-- start SUPPLIED TEXT --

On 13 September 2022, he pursued his postgraduate studies at the Lee Kuan Yew School of Public Policy, National University of Singapore.

Tengku Panglima Besar Pahang

Tengku Hassanal was appointed by his grandfather as Tengku Panglima Besar of Pahang on 18 June 2018.

Military career
As heir to the throne of Pahang, Tengku Hassanal had undergone military training at Royal Military Academy Sandhurst, United Kingdom for 44 weeks in 2019. He graduated from Sandhurst on 13 December 2019 with other 242 cadet officers commissioned at the Sovereign's Parade at Sandhurst, graced by Sophie, Countess of Wessex, as a representative of Queen Elizabeth II.

-- end SUPPLIED TEXT --

REQUIRED ACTIONS >>
• a. According to the passage on Tengku Hassanal, who attended the Sovereign's Parade at Sandhurst as a representative of Queen Elizabeth II?
• b. Write the next part of the passage on Tengku Hassanal, picking up after its final sentence.
The records have nothing to do with what is asked here.

-- start ROWS --

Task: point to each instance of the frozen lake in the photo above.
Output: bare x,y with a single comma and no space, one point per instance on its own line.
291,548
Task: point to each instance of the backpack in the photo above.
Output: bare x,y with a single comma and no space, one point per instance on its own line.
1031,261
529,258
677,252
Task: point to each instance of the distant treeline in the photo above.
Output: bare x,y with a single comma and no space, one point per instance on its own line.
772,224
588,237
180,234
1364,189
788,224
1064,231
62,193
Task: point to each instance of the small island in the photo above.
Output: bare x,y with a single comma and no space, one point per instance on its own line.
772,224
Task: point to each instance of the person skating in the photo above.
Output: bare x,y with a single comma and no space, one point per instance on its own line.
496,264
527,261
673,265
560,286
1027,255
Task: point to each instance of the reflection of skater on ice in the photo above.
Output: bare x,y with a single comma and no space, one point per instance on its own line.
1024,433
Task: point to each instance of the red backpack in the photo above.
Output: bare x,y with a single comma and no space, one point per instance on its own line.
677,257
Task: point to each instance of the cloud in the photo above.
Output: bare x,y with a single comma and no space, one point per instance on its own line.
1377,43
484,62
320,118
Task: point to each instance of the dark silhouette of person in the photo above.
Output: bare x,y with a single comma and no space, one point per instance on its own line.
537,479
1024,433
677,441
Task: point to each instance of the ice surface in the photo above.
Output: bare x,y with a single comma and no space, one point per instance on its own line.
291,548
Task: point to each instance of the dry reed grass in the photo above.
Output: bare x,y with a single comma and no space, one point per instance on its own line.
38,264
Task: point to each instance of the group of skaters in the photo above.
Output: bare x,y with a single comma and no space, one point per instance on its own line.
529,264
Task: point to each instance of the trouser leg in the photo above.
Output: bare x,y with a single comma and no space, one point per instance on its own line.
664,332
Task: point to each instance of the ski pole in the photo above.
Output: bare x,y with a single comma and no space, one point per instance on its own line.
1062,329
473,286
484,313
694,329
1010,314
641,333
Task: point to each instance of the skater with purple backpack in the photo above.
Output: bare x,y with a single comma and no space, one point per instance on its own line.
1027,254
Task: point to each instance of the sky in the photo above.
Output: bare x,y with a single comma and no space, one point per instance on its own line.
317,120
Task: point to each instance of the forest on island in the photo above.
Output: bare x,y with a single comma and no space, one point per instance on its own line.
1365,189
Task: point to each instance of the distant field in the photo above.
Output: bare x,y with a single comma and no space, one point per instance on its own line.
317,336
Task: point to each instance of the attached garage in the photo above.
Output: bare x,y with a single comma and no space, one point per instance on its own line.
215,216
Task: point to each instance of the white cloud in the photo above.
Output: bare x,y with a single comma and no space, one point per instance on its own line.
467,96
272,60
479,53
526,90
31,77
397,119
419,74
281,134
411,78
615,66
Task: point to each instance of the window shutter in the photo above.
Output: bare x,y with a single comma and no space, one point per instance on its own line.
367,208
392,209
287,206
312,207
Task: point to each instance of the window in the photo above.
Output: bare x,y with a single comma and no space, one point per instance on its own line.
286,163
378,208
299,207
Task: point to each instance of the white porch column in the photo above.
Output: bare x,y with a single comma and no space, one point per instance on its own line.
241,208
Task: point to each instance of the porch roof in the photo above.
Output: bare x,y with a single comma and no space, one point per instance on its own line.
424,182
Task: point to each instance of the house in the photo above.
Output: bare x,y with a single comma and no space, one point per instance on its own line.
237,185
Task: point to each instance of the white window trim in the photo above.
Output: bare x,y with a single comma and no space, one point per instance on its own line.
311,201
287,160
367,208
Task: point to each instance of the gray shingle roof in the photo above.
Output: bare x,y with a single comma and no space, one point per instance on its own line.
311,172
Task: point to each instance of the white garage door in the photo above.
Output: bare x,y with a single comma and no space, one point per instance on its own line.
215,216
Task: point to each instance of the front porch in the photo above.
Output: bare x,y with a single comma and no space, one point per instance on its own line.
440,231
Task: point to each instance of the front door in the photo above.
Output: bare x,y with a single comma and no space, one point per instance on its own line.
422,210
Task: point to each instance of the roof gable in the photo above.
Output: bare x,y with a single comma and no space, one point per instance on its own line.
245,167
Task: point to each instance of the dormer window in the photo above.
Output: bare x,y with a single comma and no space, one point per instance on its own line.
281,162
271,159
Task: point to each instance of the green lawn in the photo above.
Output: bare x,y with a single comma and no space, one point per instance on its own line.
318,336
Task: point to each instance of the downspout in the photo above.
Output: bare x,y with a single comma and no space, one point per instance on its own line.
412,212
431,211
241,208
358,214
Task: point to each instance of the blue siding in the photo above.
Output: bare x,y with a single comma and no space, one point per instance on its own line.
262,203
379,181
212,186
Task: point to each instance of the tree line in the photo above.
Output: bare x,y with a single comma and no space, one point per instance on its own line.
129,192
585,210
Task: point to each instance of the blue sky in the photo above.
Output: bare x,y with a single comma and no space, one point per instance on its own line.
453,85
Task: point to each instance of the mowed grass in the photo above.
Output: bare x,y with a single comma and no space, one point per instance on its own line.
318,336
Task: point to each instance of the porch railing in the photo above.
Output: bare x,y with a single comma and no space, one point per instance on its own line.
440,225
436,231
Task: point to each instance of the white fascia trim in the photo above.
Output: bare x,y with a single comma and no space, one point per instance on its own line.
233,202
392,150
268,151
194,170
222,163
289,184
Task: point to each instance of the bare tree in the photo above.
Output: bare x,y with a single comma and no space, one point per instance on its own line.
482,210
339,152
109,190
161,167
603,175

-- end ROWS --
-- start ROWS --

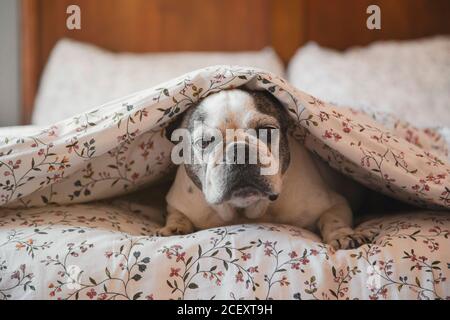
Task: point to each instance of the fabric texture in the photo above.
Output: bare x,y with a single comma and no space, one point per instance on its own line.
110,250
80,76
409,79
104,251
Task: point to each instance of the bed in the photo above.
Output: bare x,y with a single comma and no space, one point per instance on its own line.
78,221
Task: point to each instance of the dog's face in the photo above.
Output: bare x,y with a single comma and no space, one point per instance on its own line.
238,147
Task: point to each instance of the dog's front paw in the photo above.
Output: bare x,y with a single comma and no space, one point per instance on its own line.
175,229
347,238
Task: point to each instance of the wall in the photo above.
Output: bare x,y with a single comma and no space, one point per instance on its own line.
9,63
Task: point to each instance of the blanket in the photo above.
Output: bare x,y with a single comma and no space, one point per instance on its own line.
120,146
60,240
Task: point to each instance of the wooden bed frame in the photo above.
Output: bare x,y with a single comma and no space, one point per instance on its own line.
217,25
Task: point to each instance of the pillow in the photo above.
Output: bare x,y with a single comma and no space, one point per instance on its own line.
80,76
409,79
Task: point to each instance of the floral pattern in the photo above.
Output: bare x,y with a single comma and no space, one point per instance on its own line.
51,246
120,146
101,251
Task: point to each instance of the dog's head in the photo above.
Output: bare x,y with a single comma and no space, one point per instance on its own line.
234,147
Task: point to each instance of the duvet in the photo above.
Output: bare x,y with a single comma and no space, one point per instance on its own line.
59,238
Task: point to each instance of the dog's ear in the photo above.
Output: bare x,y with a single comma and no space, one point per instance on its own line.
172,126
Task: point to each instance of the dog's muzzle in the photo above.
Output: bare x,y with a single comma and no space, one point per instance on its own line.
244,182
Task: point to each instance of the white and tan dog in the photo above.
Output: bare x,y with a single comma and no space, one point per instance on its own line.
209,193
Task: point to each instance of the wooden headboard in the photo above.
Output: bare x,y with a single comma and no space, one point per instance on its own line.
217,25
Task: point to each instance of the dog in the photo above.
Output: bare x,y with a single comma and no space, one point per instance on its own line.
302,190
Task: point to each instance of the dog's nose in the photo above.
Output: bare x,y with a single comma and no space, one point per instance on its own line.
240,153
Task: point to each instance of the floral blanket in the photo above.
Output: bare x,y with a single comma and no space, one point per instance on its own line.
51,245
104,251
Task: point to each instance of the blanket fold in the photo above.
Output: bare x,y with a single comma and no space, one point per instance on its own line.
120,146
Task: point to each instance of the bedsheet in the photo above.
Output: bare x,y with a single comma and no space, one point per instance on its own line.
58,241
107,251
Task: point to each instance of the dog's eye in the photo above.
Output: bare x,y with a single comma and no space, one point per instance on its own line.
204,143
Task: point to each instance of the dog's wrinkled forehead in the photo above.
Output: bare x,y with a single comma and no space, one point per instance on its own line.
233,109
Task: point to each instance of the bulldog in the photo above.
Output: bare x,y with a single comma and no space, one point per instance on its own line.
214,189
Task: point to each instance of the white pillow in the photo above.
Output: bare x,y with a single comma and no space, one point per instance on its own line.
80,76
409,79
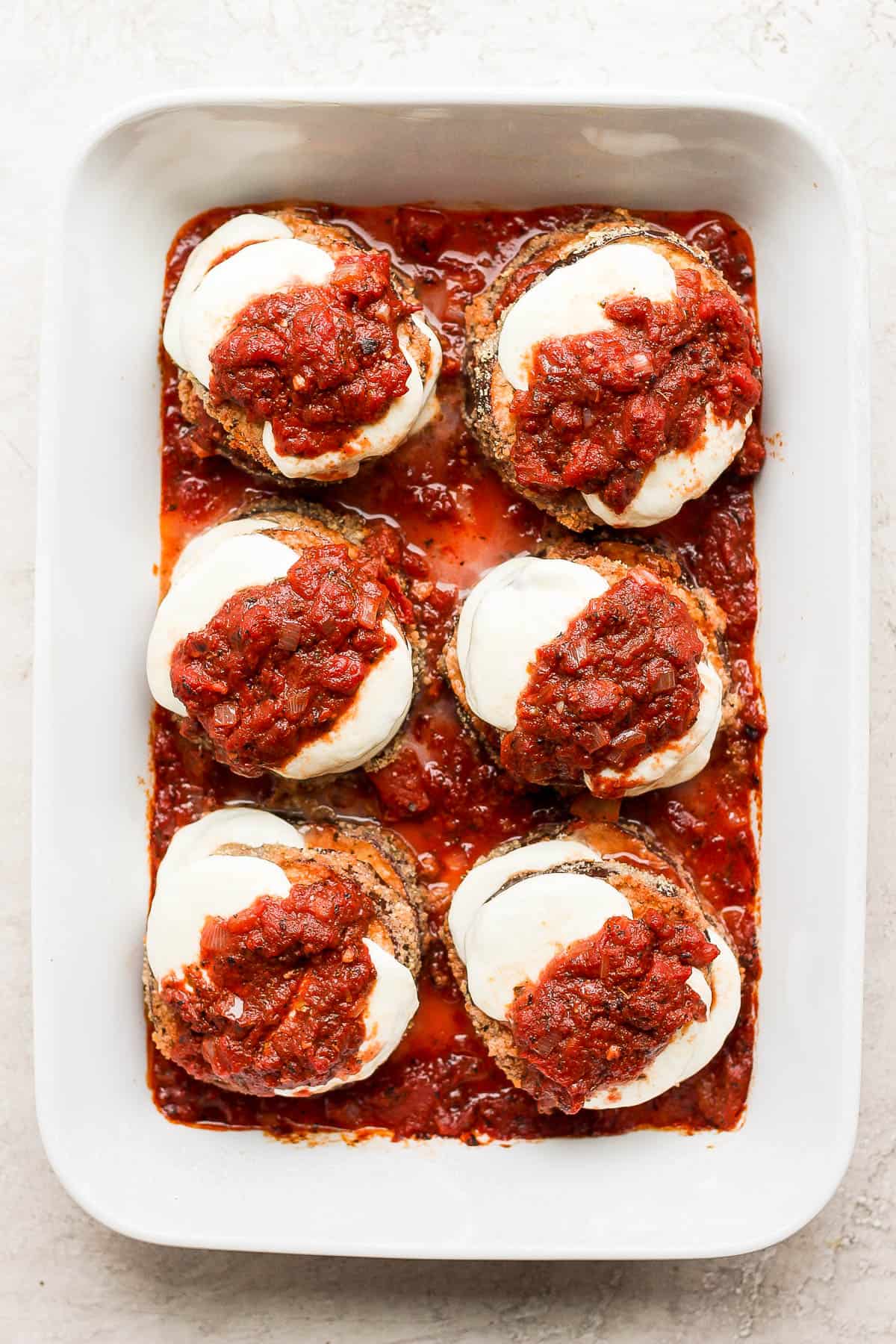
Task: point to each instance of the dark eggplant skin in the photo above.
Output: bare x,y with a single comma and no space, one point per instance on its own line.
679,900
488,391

-- end ROWS --

TASK RESPONSES >>
• a. Sophie, Countess of Wessex.

• b.
On 21 January 2020, Tengku Hassanal, along with his brother, Tengku Amir Nasser Ibrahim, was conferred the rank of Second Lieutenant while Tengku Amir was conferred the rank of Lieutenant Colonel by their father, Sultan Abdullah of Pahang. Upon completing military training and education, Tengku Hassanal is assigned to the 4th Mechanised Brigade of the 12th Battalion of the Royal Malay Regiment based in Pahang.

Tengku Mahkota of Pahang
Tengku Hassanal was proclaimed as the Tengku Mahkota of Pahang and Pemangku Raja Pahang on 29 January 2019. He is currently serving as Regent throughout his father's 5-year reign as the Yang di-Pertuan Agong.

The traditional proclamation ceremony was held at Balairung Seri, Istana Abu Bakar, Pekan where Tengku Hassanal took his oath of office and allegiance in front of his parents, family and state dignitaries. 2 days later, his father, the Sultan of Pahang, Al-Sultan Abdullah Ri’ayatuddin Al-Mustafa Billah Shah and the new Tengku Ampuan of Pahang, Tunku Azizah Aminah Maimunah Iskandariah Almarhum Sultan Iskandar, departs to Kuala Lumpur to reign as the Yang di-Pertuan Agong and Raja Permaisuri Agong.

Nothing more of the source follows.